GIVEN EXERCISE: Please rewrite the rows below with "distant lamp post" swapped for "faraway lamp post" and everything else left as it is.

- - - - -

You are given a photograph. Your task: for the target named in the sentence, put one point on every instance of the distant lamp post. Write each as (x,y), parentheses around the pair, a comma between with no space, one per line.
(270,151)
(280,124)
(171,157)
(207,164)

- - - - -

FULL RESPONSE:
You are given a photograph. Your task: for the target named in the sentence, put one point on every instance of the faraway lamp post. Write each as (x,y), parentheses around the pair, a comma between with no space, one per line.
(270,151)
(280,124)
(171,157)
(207,164)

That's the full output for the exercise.